*Records to process:*

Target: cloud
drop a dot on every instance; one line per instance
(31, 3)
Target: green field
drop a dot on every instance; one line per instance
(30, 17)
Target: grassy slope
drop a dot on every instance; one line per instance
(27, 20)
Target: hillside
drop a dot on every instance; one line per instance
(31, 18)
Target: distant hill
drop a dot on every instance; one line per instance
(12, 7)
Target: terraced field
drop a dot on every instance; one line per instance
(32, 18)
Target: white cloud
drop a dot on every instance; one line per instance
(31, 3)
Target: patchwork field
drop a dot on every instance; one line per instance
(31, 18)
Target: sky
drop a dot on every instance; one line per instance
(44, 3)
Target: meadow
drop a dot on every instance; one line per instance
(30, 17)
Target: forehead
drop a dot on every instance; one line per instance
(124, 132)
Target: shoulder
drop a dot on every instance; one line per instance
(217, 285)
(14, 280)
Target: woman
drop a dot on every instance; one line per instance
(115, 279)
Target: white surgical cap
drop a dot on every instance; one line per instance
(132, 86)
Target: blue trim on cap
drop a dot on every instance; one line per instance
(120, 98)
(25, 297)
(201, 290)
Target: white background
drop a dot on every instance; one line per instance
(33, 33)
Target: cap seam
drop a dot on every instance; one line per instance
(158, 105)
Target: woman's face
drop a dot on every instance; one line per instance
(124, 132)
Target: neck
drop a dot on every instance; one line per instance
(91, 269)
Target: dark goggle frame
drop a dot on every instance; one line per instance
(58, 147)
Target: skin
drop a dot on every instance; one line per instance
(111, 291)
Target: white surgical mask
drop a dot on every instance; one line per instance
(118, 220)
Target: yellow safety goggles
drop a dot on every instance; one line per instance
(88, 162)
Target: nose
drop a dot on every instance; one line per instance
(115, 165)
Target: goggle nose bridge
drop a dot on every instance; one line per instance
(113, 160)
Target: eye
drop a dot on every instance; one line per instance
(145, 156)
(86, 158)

*Required action:*
Copy out the line holding "Target: blue trim on cap". Then copy every later line of the data, unchanged, through the last one.

*Answer below:*
Target: blue trim on cap
drop a dot on every instance; one line per instance
(120, 98)
(25, 297)
(201, 290)
Target: white background
drop a dot on every instance; one line per instance
(33, 33)
Target: cap seam
drop a dot on every instance; one line per instance
(158, 105)
Target: woman's face
drop a dot on every instance; one line per instance
(124, 132)
Target: neck
drop a dot on every instance; one line per instance
(91, 269)
Target: dark goggle frame
drop a dot on every instance; one line per instance
(58, 147)
Target: skin
drop a dot on every instance; one line per instance
(111, 291)
Target: white surgical mask
drop a dot on every instance; one line per instance
(118, 220)
Target: yellow safety goggles
drop a dot on every instance; one line per instance
(88, 162)
Target: nose
drop a dot on every instance; one line per instance
(115, 165)
Target: goggle nose bridge
drop a dot on every instance; one line per instance
(113, 160)
Target: eye
drop a dot on every instance; one line per instance
(145, 156)
(86, 158)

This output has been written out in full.